— JOB —
Copy the section of the Aspen ski article below word for word, starting at "How Aspen supersized" and ending at "stuff of legend.".

— START SOURCE DOCUMENT —

How Aspen supersized ski holidays in America

Aspen ski resort America
Aspen Mountain has opened a new 150-acre area of skiable terrain - Aspen Tourism

When I first moved to Aspen aged 23 in January 2000 it was not, as my friends asserted, to bag a rich husband. Instead, it was to discover a utopian “island in the sky” described to me in vivid detail by a couple of trekkers I met in Nepal – even back then, Colorado’s world-famous ski resort was the stuff of legend.

It was also turning into a budget-busting hotspot. Unemployed and broke, I spent my first nights in America’s most glamorous resort sleeping on the floor of a soon-to-be-demolished hotel. I winced as I paid £177 for a three-day lift pass (today, that amount won’t even buy you a one-day ticket on a weekend).

— END SOURCE DOCUMENT —
— START RECORD EXTRACTS —

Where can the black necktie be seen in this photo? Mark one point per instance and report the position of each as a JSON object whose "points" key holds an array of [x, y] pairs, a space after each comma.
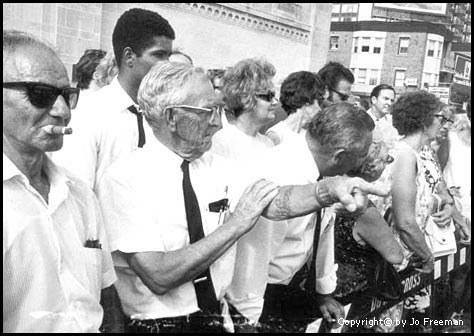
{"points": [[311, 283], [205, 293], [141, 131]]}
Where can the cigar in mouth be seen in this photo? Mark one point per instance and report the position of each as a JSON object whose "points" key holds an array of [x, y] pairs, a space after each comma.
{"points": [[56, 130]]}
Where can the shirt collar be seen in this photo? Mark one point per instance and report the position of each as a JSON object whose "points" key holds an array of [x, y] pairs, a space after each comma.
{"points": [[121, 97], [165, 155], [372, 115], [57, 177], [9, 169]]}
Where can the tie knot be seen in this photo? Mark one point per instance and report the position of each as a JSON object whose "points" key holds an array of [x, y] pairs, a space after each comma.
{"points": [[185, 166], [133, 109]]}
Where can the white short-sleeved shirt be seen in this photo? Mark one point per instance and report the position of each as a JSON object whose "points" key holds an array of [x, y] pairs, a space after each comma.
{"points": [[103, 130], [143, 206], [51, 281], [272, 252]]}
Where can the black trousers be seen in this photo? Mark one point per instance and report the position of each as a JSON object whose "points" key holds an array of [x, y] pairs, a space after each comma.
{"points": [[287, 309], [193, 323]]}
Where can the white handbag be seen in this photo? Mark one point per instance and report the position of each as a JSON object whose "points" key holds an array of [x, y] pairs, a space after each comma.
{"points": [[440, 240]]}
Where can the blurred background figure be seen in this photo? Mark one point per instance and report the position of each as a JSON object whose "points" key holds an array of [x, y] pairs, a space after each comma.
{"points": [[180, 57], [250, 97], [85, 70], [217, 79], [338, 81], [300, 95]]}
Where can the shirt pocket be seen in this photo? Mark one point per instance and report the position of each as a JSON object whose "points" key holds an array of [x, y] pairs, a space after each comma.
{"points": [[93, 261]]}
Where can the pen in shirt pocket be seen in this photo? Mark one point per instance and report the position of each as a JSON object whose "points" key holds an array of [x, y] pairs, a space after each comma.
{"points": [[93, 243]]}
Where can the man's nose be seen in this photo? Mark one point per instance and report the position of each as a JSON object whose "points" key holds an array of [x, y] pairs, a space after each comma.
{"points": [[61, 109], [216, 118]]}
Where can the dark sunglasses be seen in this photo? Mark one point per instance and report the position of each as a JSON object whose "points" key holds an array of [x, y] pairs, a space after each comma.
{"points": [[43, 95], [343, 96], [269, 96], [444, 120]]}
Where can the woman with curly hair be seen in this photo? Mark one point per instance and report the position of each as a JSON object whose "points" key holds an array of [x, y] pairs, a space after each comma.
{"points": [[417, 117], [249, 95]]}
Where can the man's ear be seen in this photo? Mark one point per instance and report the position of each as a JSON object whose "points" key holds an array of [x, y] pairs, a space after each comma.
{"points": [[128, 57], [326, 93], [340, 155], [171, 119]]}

— END RECORD EXTRACTS —
— START RECORD EXTRACTS —

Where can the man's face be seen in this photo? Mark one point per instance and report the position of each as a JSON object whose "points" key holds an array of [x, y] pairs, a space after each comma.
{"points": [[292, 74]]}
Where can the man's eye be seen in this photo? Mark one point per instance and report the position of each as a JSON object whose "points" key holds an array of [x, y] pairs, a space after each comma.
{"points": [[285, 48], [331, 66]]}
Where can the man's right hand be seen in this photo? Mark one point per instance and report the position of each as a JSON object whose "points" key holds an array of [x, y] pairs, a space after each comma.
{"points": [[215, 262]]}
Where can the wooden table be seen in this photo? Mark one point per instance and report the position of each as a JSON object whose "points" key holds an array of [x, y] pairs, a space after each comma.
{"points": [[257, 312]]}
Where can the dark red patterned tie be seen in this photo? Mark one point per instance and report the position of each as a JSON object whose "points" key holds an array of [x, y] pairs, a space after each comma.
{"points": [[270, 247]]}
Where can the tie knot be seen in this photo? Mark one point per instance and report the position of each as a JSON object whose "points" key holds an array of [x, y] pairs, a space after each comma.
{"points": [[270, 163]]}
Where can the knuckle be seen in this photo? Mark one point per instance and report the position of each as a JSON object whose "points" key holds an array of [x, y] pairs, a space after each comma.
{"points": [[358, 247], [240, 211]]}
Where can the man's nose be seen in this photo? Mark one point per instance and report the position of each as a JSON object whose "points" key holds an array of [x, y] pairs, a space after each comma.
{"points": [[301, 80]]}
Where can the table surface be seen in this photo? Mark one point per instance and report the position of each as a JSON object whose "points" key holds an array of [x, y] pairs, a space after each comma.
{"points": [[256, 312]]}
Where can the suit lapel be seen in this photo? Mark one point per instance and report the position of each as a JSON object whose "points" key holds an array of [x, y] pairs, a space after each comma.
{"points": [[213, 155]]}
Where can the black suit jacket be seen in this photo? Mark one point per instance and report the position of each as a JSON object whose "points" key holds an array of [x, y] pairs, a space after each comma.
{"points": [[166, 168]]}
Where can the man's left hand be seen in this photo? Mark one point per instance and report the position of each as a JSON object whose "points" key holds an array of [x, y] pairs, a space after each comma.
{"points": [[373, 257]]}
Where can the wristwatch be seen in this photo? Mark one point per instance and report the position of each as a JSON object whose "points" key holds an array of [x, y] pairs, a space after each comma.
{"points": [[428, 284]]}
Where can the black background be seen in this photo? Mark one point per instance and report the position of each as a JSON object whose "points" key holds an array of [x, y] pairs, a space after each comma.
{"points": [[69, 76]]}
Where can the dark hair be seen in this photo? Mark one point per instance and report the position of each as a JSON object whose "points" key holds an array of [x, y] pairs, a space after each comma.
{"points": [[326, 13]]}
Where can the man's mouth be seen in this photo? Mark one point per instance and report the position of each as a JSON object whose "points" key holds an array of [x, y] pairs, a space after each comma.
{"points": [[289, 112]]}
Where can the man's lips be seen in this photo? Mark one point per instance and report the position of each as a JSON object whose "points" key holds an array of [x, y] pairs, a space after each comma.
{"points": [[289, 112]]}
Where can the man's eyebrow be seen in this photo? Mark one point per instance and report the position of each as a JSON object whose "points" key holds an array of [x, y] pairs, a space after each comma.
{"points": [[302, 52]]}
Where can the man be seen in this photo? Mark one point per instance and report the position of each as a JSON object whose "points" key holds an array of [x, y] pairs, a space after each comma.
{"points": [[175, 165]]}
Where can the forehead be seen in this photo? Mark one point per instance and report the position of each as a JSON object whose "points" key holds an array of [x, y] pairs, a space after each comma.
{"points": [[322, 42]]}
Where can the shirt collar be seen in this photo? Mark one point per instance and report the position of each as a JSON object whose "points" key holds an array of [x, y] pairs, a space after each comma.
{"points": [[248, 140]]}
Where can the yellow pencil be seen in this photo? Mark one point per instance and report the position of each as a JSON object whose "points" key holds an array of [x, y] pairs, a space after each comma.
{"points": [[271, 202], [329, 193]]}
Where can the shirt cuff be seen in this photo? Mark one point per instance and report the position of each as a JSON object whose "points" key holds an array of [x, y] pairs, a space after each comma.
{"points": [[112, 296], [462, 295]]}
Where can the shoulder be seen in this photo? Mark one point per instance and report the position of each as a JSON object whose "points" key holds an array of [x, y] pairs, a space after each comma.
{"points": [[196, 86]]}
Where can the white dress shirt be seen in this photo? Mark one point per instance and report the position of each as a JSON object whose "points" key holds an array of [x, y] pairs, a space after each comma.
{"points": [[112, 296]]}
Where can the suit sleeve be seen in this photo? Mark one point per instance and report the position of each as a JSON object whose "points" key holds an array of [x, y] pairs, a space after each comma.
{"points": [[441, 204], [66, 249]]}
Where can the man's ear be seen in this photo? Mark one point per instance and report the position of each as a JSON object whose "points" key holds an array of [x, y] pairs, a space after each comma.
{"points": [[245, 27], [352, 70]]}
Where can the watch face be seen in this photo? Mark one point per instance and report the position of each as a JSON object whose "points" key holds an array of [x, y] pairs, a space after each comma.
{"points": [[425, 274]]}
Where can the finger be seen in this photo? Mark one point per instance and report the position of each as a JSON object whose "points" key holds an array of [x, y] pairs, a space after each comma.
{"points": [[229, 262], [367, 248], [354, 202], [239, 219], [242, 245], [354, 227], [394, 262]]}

— END RECORD EXTRACTS —

— ANSWER FOR THE TASK —
How Aspen supersized ski holidays in America

Aspen ski resort America
Aspen Mountain has opened a new 150-acre area of skiable terrain - Aspen Tourism

When I first moved to Aspen aged 23 in January 2000 it was not, as my friends asserted, to bag a rich husband. Instead, it was to discover a utopian “island in the sky” described to me in vivid detail by a couple of trekkers I met in Nepal – even back then, Colorado’s world-famous ski resort was the stuff of legend.